-- START EXCERPT --

# Numerical Analysis Final Project: Lasso vs Ridge Regression

In [50]:
using Pkg
using Pandas
using LinearAlgebra

## Import data

In [51]:
df = read_csv("median_housing_cost_data.tsv", sep="\t");

In [35]:
x = iloc(df)[0]

## Motivating factor

In [None]:
# talk about median household costs and how maximizing posterior probabilities to estimate cost is goal

## Regression tasks derived from maximizing posterior probabilities

## Solutions to regression tasks

## Code solutions for regression tasks

In [49]:
function linear_regression_ridge(X,y,lambda)
    
    s = size(X)[1]
    Im =1* Matrix(I, s, s)
    
    w = inv(transpose(X)*X + lambda*Im) * transpose(X) * y
    
    pred = X * w
    
    err = y - pred
    
    return w, pred, err    
    
end

linear_regression_ridge (generic function with 1 method)

In [None]:
function linear_regression_lasso(X,y,lambda)
    
    
end

In [52]:
function linear_regression_test(X,w)
    
    pred = X * w
    
    return pred
    
end

linear_regression_test (generic function with 1 method)

## Analysis of algorithms: conditioning, complexities, and flop counts

In [None]:
function lasso_condition_num(X, y, lambda) 
    t1 = transpose(X); #Condition of transpose is the same as that of a matrix.
    t2 = t1 * X; 
    k1 = norm(t1 * X) * norm(inv(t1 * X)); # k(t2) = ||t1 *X|| * ||(t1 *X)^-1||
    t3 = inv(t2); #Condition number of inverse of a matrix is the same as that of a  matrix.
    t4 = t3 * t1;
    k2 = norm(t3 * t1) * norm(inv(t3 * t1)); # k(t4) = ||t3 * t1|| * ||(t3 * t1)^-1||
    t5 = t4 * y; 
    k3 = norm(t4 * y) * norm(inv(t4 * y)); #k(t5) = ||t4 * y|| * ||(t4 * y)^-1||
    t6 = abs.(t5) #Condition of absolute is the same as that of a matrix.
    t7 = t6 .- lambda;
    k4 = norm(t6 .- lambda) * norm(inv(t6 .- lmbda)); #k(t7) = ||t6 .- lambda|| * ||(t6 .- lambda)^-1||
    t8 = sign.(t5) .* t7; 
    k5 = norm(sign.(w) .* t7) * norm(inv(sign.(w) .* t7)); #k(t8) = ||sign.(w) .* t7|| * ||(sign.(w) .* t7)^-1||
    t9 = X * t8;
    k6 = norm(X * t8) * norm(inv(X * t8)); #k(t9) = ||X * t8|| * ||(X * t8)^-1||
    t10 = y - t9; 
    k7 = norm(y - t9) * norm(inv(y - t9)); #k(t10) = ||y - t9|| * ||(y - t9)||
    println(k1, k2, k3, k4, k5, k6, k7);
  
  end

In [None]:
function lasso_condition_fixed(X, y, lambda) {
    learning_rate = .025
    iterations = 8000
    l1_penalty = lambda
    n = size(X)[2] # feature number
    m = size(X)[1] #sample number
    w = zeros(n) # shape of the params (feature #)

-- END EXCERPT --
-- START DATA FOR THE TASK --

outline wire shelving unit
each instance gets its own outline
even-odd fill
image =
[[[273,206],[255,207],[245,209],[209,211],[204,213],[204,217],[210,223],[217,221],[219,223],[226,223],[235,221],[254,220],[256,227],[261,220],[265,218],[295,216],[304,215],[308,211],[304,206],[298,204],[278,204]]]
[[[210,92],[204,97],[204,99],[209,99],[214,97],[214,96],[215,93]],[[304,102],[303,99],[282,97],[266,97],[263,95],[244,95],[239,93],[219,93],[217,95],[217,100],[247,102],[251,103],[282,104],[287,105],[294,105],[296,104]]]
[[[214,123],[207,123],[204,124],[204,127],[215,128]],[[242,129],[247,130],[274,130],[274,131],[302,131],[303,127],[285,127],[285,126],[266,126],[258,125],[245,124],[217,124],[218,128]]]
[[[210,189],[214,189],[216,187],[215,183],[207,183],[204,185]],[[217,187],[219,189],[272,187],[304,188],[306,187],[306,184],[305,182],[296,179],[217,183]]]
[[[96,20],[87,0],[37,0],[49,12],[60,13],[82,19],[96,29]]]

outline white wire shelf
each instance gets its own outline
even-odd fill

-- END DATA FOR THE TASK --
-- START DATA FOR THE TASK --

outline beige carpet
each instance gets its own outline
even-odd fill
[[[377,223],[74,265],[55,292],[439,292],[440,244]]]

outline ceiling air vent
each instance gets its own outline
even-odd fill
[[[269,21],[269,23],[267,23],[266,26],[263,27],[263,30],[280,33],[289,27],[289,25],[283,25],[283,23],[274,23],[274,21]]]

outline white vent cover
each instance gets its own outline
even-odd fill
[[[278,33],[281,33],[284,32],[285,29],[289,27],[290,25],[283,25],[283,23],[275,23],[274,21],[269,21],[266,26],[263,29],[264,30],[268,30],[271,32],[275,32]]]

-- END DATA FOR THE TASK --
-- START DATA FOR THE TASK --

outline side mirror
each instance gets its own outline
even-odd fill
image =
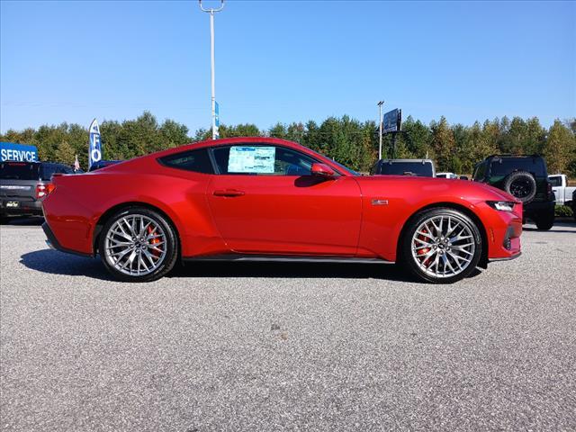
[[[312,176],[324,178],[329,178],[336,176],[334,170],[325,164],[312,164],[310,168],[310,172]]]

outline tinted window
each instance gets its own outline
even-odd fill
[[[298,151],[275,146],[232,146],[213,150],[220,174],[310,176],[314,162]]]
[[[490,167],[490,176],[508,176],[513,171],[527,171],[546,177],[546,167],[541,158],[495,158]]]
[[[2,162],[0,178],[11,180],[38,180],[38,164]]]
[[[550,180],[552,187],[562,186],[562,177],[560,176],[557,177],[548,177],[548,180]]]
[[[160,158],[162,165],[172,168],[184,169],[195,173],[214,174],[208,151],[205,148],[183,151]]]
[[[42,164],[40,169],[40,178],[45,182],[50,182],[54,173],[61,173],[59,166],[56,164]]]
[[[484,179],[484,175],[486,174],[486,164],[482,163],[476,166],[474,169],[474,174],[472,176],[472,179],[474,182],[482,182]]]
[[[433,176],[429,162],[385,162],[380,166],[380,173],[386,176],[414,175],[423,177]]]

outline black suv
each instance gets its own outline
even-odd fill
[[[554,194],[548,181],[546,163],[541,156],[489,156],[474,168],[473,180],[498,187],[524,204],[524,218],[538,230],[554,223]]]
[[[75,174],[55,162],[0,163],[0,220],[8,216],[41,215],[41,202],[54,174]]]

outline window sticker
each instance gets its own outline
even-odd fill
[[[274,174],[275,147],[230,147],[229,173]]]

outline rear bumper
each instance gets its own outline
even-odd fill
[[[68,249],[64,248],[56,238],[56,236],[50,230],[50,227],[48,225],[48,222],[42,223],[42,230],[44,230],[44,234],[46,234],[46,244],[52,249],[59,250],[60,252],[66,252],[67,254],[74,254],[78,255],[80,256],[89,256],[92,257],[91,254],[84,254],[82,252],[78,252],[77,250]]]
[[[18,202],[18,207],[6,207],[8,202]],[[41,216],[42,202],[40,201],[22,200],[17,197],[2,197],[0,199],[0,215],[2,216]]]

-- END DATA FOR THE TASK --

◆ **PROBLEM SET**
1. In the regression notebook, how many iterations does the function lasso_condition_fixed set?
2. Please tally the lines of the rows that contain the word "white" and give only the number.
The regression notebook and the rows have no connection to each other.

◆ **SOLUTIONS BY TASK**
1. 8000

2. 2